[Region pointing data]
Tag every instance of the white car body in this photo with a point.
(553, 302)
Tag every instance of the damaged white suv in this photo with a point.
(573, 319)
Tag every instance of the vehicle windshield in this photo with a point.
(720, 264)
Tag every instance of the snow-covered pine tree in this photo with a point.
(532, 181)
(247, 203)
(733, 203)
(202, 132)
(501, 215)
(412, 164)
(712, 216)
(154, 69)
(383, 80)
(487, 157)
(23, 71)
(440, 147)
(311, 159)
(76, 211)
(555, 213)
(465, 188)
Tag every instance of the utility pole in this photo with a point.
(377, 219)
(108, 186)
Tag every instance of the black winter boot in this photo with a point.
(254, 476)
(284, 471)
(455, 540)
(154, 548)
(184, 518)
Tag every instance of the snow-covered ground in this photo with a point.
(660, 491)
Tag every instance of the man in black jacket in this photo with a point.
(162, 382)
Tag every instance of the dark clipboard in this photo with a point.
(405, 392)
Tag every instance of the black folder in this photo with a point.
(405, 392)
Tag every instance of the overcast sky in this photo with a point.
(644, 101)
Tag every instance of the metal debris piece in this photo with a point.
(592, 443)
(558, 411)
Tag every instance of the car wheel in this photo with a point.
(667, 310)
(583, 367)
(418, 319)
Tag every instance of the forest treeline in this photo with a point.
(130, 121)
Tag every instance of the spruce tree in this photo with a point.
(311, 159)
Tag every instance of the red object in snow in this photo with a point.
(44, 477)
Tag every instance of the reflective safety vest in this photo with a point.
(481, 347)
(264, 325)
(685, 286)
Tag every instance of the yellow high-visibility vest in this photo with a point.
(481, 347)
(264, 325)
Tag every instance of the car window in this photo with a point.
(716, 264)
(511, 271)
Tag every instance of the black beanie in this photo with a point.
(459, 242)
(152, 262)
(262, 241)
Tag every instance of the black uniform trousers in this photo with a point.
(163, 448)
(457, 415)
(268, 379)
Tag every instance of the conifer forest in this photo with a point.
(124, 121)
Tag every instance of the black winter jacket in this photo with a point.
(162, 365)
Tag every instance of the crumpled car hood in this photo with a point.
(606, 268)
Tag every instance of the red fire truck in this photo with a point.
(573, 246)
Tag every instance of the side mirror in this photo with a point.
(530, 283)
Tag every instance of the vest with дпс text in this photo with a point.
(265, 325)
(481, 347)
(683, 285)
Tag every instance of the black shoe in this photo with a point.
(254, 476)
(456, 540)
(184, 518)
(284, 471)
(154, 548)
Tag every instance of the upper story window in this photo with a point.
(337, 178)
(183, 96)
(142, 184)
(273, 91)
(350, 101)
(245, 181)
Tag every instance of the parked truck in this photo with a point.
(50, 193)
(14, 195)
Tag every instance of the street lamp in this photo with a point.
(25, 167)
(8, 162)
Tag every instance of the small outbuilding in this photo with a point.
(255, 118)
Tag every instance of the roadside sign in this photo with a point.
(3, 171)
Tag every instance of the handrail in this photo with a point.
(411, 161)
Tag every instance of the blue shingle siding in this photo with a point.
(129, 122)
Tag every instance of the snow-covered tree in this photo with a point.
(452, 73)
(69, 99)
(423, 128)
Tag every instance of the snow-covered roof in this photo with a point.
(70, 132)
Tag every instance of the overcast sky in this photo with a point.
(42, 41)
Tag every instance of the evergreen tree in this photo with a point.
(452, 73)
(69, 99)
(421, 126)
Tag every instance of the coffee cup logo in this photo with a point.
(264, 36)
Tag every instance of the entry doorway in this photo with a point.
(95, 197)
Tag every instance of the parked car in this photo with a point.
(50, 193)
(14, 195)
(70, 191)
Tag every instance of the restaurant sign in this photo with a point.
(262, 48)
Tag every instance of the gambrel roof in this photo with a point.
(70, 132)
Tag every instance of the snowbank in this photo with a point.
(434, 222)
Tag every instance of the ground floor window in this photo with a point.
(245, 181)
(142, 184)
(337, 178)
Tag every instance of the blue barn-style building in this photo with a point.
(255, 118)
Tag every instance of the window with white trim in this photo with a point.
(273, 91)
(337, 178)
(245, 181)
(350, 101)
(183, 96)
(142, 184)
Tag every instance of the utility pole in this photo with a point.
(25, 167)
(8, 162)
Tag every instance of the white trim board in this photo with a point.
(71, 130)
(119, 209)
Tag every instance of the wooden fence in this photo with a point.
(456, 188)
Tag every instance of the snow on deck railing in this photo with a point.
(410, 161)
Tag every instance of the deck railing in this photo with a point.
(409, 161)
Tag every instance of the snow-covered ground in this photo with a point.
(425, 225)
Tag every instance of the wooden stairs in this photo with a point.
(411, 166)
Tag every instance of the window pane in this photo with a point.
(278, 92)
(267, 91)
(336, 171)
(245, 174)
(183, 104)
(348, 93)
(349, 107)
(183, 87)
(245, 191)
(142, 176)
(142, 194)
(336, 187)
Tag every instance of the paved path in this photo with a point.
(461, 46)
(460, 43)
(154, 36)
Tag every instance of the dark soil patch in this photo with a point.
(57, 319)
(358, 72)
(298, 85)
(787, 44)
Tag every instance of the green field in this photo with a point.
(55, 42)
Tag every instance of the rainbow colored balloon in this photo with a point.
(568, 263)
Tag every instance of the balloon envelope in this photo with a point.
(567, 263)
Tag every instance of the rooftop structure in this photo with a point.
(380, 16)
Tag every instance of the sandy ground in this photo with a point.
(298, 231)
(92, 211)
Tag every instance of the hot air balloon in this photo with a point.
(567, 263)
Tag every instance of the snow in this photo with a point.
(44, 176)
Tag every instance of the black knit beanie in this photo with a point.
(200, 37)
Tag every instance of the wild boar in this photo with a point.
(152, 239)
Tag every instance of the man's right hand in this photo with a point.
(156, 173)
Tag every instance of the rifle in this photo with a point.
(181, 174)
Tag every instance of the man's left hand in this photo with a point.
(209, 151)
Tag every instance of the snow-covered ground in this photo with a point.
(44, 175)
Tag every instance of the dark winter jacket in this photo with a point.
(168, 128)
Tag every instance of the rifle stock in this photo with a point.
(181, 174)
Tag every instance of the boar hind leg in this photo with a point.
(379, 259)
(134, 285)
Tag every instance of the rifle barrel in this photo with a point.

### What to produce
The data above must be repeated in its entirety, exactly as given.

### Exercise solution
Tag every instance of the white car body in this photo with a point.
(553, 302)
Tag every instance of the damaged white suv in this photo with a point.
(573, 319)
Tag every instance of the vehicle windshield in this photo with a point.
(720, 264)
Tag every instance of the snow-covered pine tree in this photo with a point.
(532, 181)
(247, 203)
(733, 203)
(202, 132)
(501, 215)
(412, 164)
(712, 216)
(154, 69)
(383, 80)
(487, 157)
(23, 71)
(440, 147)
(311, 159)
(76, 211)
(555, 213)
(465, 188)
Tag every instance of the utility pole in this photo with a point.
(377, 219)
(108, 186)
Tag every instance of the black winter boot in this photo with a point.
(254, 476)
(284, 471)
(455, 540)
(154, 548)
(184, 518)
Tag every instance of the snow-covered ground in this photo with a point.
(660, 491)
Tag every instance of the man in black jacket in this photo with a point.
(162, 382)
Tag every instance of the dark clipboard in this photo with a point.
(405, 392)
Tag every instance of the black folder in this photo with a point.
(405, 392)
Tag every instance of the overcast sky in this photo with a point.
(644, 101)
Tag every instance of the metal debris piece in this photo with a point.
(592, 443)
(558, 411)
Tag every instance of the car wheel in this photo with a point.
(667, 310)
(583, 367)
(418, 319)
Tag every instance of the forest treeline in this photo with a point.
(130, 121)
Tag every instance of the spruce tree in this photo with a point.
(311, 159)
Tag every instance of the red object in snow in this photo with a point.
(44, 477)
Tag every instance of the reflective safety vest in this photo with a point.
(481, 347)
(264, 325)
(685, 286)
Tag every instance of the yellow high-visibility vest in this photo with a point.
(481, 347)
(264, 325)
Tag every instance of the car window in this photo with a point.
(716, 264)
(511, 271)
Tag every instance of the black beanie in this photo with a point.
(459, 242)
(152, 262)
(262, 241)
Tag every instance of the black uniform trousers in this photo with a point.
(163, 448)
(457, 415)
(268, 379)
Tag every instance of the conifer forest in this photo with a point.
(124, 121)
Tag every instance of the black winter jacket in this photo with a point.
(162, 365)
Tag every instance of the crumpled car hood in this photo with a point.
(606, 268)
Tag every instance of the red fire truck in this photo with a point.
(573, 246)
Tag every instance of the side mirror in this photo with a point.
(530, 283)
Tag every instance of the vest with дпс text in this photo with a point.
(265, 325)
(481, 347)
(683, 285)
Tag every instance of the black shoe in this photo with a point.
(254, 476)
(456, 540)
(184, 518)
(284, 471)
(154, 548)
Tag every instance of the upper story window in this photo with a point.
(337, 178)
(183, 96)
(142, 184)
(273, 91)
(350, 101)
(245, 181)
Tag every instance of the parked truck in this photo with a point.
(50, 193)
(14, 195)
Tag every instance of the street lamp in this photo with a point.
(25, 167)
(8, 162)
Tag every instance of the small outbuilding in this photo with a point.
(255, 118)
Tag every instance of the roadside sign in this photo with a point.
(3, 171)
Tag every instance of the handrail in this photo with a point.
(411, 161)
Tag every instance of the blue shingle siding in this photo with a point.
(129, 122)
Tag every instance of the snow-covered tree in this photo with a point.
(452, 73)
(69, 99)
(423, 128)
Tag every instance of the snow-covered roof in this photo with a point.
(70, 132)
Tag every instance of the overcast sky in this photo with a point.
(42, 41)
Tag every instance of the evergreen tree in this photo with a point.
(452, 73)
(69, 99)
(421, 126)
Tag every instance of the coffee cup logo in this photo with a point.
(264, 36)
Tag every instance of the entry doorway in this photo with a point.
(95, 197)
Tag every instance of the parked car in this photo with a point.
(50, 193)
(14, 195)
(70, 191)
Tag every instance of the restaurant sign in this photo with a point.
(262, 48)
Tag every instance of the gambrel roof in this photo with a point.
(70, 132)
Tag every instance of the snowbank in this photo with a point.
(434, 222)
Tag every instance of the ground floor window in this photo with a point.
(245, 181)
(142, 184)
(337, 178)
Tag every instance of the blue barn-style building in this photo with a point.
(255, 118)
Tag every instance of the window with white trim in this photo with a point.
(273, 91)
(337, 178)
(245, 181)
(350, 101)
(183, 96)
(142, 184)
Tag every instance of the utility pole in this photo with a point.
(25, 167)
(8, 162)
Tag every instance of the white trim board in this photo with a point.
(71, 130)
(119, 209)
Tag every instance of the wooden fence in this photo with a point.
(456, 188)
Tag every instance of the snow on deck railing in this photo with a point.
(410, 161)
Tag every instance of the deck railing in this photo with a point.
(409, 161)
Tag every instance of the snow-covered ground in this photo with a point.
(425, 225)
Tag every instance of the wooden stairs in this photo with a point.
(411, 166)
Tag every instance of the window pane in this photo with a point.
(278, 92)
(267, 91)
(336, 171)
(245, 174)
(183, 104)
(348, 93)
(349, 107)
(183, 87)
(245, 191)
(142, 176)
(142, 194)
(336, 187)
Tag every instance of the paved path in this photo with a point.
(461, 46)
(460, 43)
(154, 36)
Tag every instance of the dark soil patch in this photo with a point.
(57, 319)
(358, 72)
(298, 85)
(787, 44)
Tag every instance of the green field in this photo with a point.
(55, 42)
Tag every instance of the rainbow colored balloon in this photo with a point.
(568, 263)
Tag every instance of the balloon envelope in this photo with a point.
(567, 263)
Tag every instance of the rooftop structure in this photo with a point.
(380, 16)
Tag every instance of the sandy ground in this photo with a point.
(298, 231)
(92, 211)
Tag every instance of the hot air balloon in this photo with a point.
(567, 263)
Tag every instance of the snow in this photo with a point.
(44, 176)
Tag every instance of the black knit beanie in this photo with a point.
(200, 37)
Tag every instance of the wild boar in this photo with a point.
(152, 239)
Tag every instance of the man's right hand in this photo with a point.
(156, 173)
Tag every instance of the rifle in this photo with a point.
(181, 174)
Tag every instance of the man's left hand in this photo with a point.
(209, 151)
Tag every instance of the snow-covered ground in this photo with a point.
(44, 175)
Tag every instance of the dark winter jacket in this photo with a point.
(168, 128)
Tag every instance of the rifle stock in this photo with a point.
(181, 174)
Tag every instance of the boar hind leg in this photo with a point.
(379, 259)
(134, 285)
Tag every instance of the rifle barrel in this photo with a point.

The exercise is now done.